====== Task data

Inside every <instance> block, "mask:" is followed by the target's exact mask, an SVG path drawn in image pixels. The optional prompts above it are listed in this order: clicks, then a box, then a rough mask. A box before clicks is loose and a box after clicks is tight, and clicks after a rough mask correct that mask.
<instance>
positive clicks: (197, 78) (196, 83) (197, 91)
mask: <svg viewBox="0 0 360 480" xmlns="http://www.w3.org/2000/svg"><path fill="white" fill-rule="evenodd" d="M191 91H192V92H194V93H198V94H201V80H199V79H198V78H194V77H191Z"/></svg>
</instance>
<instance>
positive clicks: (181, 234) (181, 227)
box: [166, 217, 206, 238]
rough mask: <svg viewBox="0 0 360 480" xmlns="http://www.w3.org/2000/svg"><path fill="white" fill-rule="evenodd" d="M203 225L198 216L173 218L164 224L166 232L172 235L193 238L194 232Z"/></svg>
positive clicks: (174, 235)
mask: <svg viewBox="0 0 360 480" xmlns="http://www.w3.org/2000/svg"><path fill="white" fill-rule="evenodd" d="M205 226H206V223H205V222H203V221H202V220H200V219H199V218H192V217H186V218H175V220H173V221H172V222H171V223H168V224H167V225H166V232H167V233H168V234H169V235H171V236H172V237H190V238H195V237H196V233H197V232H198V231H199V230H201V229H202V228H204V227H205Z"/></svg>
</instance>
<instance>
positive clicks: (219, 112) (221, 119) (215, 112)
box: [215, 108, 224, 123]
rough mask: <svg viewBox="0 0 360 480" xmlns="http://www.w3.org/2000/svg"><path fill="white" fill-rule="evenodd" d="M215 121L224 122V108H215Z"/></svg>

============

**About this task**
Filter the preceding entries down to the lines with "rough".

**Exercise response**
Inside every <instance> block, "mask:" is followed by the target's exact mask, an SVG path drawn in image pixels. The optional prompts above it are listed in this order: clicks, then a box, then a rough mask. A box before clicks is loose and a box after clicks is tight, and clicks after a rough mask correct that mask.
rough mask: <svg viewBox="0 0 360 480" xmlns="http://www.w3.org/2000/svg"><path fill="white" fill-rule="evenodd" d="M203 225L198 216L173 218L164 224L166 232L172 235L193 238L194 232Z"/></svg>
rough mask: <svg viewBox="0 0 360 480" xmlns="http://www.w3.org/2000/svg"><path fill="white" fill-rule="evenodd" d="M215 121L224 122V108H215Z"/></svg>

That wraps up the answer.